Meta Connect yesterday was a huge celebration of Meta’s giant gamble on VR. Yet it remains clear there’s still a long road ahead for the technology at an uncertain moment in the global economy.

The event was packed with announcements. Microsoft’s Xbox Game Pass and Windows apps will be available on the Quest. Meta is partnering with NBCUniversal to offer content that can be streamed in VR. Dozens of apps and games have grossed over $10 million in revenue through Quest’s official app store, the company said. It’s even bought three more VR development studios.

  • This is, apparently, just the beginning. “The social platform of VR is still taking shape,” Meta CTO Andrew Bosworth said during the event.
  • Execs said they’re also talking about bringing the company’s metaverse app, Horizon Worlds, to the web.

The biggest news was the unveiling of Quest Pro, which was commonly known as Project Cambria up until now. (It looks like this.) Compared to the Quest, the new headset offers higher fidelity, mixed reality, and face and eye tracking. Its hefty $1,500 price tag puts it out of reach for most consumers, but Meta isn’t calling it an enterprise device.

> [DATA]:
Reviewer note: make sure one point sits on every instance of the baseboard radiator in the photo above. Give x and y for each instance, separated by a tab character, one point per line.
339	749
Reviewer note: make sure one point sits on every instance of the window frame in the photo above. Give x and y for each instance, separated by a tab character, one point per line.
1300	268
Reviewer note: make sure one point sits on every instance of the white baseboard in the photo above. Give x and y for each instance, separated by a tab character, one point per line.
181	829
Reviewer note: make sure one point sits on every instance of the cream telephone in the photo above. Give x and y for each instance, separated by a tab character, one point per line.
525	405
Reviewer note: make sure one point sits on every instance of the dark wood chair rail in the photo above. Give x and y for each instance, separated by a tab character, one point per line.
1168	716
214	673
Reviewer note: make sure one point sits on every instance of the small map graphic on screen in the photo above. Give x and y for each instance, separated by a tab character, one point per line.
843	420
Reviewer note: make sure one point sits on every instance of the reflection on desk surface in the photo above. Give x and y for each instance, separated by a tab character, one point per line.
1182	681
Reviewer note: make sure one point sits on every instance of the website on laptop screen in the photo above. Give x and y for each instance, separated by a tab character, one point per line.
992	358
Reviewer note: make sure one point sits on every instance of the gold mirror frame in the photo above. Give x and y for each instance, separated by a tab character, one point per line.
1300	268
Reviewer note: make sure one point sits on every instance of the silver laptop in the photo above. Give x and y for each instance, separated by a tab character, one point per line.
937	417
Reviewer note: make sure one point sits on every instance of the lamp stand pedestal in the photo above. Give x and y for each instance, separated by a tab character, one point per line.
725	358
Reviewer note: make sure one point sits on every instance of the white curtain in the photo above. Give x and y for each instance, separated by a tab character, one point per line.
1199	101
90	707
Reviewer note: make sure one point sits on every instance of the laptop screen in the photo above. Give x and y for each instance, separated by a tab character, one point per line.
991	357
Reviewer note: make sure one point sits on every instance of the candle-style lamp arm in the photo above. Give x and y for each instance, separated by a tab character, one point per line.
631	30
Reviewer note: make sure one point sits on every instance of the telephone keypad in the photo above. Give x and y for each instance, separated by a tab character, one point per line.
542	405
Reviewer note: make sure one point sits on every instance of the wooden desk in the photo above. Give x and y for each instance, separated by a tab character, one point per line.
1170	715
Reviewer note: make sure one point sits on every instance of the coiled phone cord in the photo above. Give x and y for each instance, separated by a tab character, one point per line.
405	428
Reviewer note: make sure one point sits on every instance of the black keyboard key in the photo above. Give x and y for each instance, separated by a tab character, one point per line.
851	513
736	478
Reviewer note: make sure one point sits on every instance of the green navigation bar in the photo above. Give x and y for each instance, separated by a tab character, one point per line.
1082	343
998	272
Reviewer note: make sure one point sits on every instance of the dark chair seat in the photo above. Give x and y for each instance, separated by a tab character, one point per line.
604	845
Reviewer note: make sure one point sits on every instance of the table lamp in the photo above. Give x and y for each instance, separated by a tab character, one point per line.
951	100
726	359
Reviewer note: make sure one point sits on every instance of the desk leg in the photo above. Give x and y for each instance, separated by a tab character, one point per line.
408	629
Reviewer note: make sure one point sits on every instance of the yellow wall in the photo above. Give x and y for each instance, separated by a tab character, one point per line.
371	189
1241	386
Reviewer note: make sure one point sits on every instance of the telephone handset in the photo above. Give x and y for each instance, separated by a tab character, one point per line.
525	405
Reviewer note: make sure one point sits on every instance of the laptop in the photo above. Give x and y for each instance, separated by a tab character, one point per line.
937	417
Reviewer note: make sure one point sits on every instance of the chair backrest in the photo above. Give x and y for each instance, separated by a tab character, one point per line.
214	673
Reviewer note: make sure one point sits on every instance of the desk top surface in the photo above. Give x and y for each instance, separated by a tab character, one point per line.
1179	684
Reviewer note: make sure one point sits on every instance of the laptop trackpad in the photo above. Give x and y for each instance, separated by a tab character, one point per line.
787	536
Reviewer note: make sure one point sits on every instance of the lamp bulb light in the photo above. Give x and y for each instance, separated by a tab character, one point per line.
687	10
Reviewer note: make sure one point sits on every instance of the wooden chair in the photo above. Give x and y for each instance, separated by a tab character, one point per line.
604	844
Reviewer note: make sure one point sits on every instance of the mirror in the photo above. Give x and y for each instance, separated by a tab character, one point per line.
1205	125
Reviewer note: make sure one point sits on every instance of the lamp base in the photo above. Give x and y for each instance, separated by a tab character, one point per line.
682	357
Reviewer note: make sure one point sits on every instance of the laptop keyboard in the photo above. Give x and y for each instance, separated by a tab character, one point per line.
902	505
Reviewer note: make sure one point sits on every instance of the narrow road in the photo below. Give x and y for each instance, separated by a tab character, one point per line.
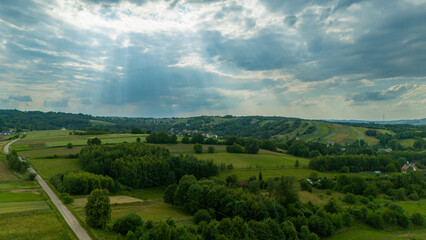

> [SHORT TASK]: Continue the Meta Connect text from its final sentence, in the same reporting style.

> [RESULT]:
  • “This is definitely a prosumer device,” Bosworth said in an interview with Protocol’s Janko Roettgers, adding that Meta hopes to expand the headset’s work applications but isn’t marketing it as being the same as, say, the HoloLens.
  • Bosworth acknowledged that the price is relatively high, but Meta is “working hard on completely novel technologies that don’t have a deep supply chain around them yet.”

But this is very much a next step on a long road for the company. “We're definitely trying to continue to push the industry forward, and one of the best ways we know how to do that is to release these devices that demonstrate to people what can be done,” Bosworth told Janko. 

  • Just as people spend thousands of dollars on high-end gaming rigs, the company is hoping that people will do the same with the Quest Pro.
  • But positioning a headset as one that’s great for games and perfect for fitness, as well as something that people will want to wear for work applications, is a risky bet.

How does Bosworth feel about all the risk in the current climate? “It's challenging for the global economy, and it's particularly challenging for our industry,” he told Janko. “Certainly, you make the road map changes that you need to make … But in exchange for that, you also get a little more focus, you gain some clarity of vision. It's not always a bad thing.”

Read more: Bosworth’s full Q&A with Janko.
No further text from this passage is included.